[Some records]
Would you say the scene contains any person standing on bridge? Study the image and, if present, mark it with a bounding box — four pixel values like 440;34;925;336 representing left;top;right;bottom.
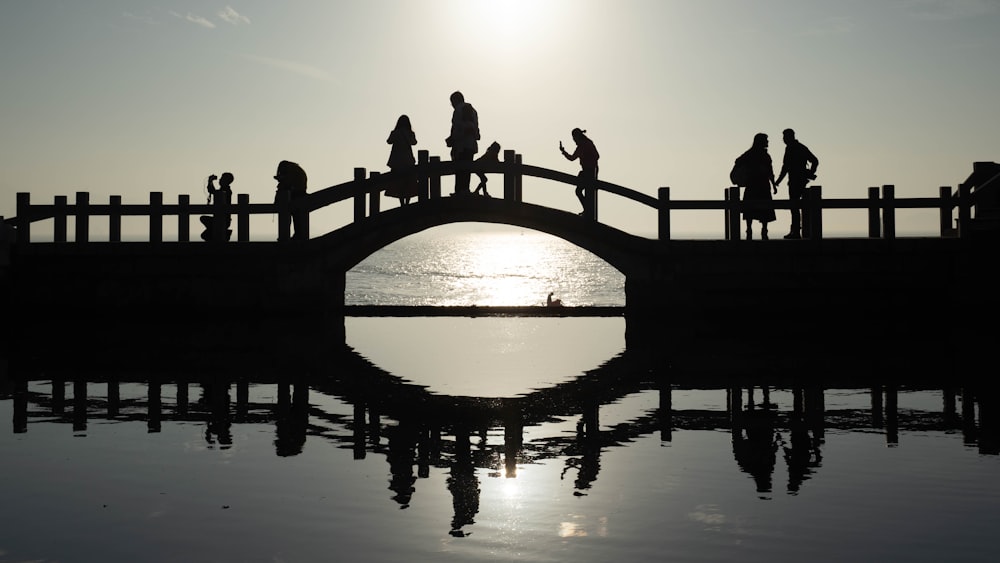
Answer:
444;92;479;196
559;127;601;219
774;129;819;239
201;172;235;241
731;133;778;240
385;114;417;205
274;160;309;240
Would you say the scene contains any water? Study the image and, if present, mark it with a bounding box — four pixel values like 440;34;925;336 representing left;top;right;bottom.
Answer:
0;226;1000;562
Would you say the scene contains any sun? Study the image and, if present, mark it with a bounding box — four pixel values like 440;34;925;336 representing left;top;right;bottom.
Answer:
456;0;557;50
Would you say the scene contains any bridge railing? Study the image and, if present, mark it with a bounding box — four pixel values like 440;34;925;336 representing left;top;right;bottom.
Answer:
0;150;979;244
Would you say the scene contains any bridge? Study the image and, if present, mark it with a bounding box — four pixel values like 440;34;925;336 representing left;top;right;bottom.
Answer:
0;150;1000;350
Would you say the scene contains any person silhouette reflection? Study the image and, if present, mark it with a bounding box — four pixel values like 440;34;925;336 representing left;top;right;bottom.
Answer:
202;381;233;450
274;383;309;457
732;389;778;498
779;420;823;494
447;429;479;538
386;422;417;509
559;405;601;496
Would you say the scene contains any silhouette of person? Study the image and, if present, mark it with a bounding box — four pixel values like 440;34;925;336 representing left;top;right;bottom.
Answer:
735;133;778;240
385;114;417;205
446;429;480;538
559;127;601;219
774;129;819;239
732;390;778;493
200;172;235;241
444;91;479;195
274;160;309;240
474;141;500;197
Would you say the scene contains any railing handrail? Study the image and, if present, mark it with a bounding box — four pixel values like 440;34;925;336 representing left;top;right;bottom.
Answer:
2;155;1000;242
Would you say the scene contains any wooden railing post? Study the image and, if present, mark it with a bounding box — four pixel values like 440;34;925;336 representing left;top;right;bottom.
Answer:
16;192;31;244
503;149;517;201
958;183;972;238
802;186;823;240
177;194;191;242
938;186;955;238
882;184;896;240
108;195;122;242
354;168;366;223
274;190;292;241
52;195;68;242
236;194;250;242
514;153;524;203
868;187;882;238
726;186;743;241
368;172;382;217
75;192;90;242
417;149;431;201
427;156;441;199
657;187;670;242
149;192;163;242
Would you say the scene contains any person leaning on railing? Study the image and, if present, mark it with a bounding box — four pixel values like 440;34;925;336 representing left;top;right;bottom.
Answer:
==
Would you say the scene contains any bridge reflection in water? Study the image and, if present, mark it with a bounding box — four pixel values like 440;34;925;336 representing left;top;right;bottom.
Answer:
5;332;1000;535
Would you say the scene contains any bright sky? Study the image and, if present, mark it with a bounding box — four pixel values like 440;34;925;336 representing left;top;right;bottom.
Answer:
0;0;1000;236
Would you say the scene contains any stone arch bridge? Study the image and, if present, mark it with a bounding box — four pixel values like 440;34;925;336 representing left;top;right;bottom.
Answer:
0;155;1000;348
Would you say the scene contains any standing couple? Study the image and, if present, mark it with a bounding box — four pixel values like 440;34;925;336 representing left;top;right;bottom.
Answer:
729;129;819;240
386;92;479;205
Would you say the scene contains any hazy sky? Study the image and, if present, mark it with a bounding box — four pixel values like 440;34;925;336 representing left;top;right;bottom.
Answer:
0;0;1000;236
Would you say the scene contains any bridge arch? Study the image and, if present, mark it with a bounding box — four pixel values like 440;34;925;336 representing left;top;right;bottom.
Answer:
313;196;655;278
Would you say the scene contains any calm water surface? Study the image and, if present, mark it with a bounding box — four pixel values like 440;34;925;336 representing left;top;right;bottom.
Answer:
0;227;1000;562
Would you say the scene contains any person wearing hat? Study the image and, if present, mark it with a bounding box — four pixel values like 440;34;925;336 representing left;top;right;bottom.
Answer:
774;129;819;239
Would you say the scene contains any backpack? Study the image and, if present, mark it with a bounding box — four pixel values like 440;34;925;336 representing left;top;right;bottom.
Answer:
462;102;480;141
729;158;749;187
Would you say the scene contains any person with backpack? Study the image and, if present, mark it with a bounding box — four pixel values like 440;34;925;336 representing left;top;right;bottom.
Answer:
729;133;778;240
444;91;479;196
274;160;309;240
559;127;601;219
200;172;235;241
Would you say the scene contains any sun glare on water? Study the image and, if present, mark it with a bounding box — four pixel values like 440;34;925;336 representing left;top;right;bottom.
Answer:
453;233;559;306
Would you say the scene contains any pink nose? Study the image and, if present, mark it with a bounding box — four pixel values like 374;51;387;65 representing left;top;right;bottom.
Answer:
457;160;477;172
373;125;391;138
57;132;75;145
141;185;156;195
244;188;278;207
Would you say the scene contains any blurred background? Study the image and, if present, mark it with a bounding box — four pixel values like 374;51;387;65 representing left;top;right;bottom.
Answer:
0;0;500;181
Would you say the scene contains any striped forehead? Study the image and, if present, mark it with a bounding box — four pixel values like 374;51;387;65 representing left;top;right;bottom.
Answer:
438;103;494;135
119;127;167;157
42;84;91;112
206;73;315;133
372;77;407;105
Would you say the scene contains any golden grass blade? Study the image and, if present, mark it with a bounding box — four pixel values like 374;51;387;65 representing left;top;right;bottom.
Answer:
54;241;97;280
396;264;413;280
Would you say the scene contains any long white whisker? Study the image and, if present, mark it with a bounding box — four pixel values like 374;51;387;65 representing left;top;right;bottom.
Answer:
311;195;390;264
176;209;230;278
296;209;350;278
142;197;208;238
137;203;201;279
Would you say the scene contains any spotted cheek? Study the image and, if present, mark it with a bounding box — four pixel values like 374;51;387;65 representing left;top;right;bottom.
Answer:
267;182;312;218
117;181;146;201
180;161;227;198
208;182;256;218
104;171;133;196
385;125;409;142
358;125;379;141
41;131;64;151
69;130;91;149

--- Your task ---
Could you reproduce the items from the line containing "Would you say the scene contains any calm" through the line containing "244;188;278;207", both lines included and requests kept, while offsetting every bounding box coordinate in the answers by -64?

--- Solution for this task ---
Would you say the scene contains any calm water surface? Study the image and, if present, mark it with a bounding box — four pixel values like 440;34;925;336 representing left;top;right;bottom.
Answer:
-64;163;936;498
Would you say the scene contains any person wearing hat? Study the image and, if present, mark it with a bounding box — four pixel values like 440;34;925;336 representing left;top;right;bottom.
Answer:
710;65;755;175
Would you say the scene contains any backpack? Study the image and, if present, mark it with a bounding box — four pixel values like 440;34;925;336 representing left;top;right;bottom.
Answer:
398;38;416;77
665;94;685;123
Would you say the scene contains any person with backpack? Study the image and, if present, mark it with a bounding box — four pixel values like 440;34;925;336 representing left;top;right;bottom.
Answer:
665;69;714;176
380;27;415;132
210;96;245;176
495;63;537;155
136;108;171;177
Would you say the scene contains any sun glare on water? Study the image and, if present, mark it with a bounding box — four pixel values like 440;34;925;336 representing left;top;right;bottom.
Answer:
389;169;495;242
Would you say the scene contains any pink nose? Study the image and, if present, mark it with a bounding box — four pixel values like 374;51;387;65 representing left;top;right;bottom.
Answer:
393;96;413;108
309;61;327;74
-7;68;11;81
77;121;92;131
180;124;214;143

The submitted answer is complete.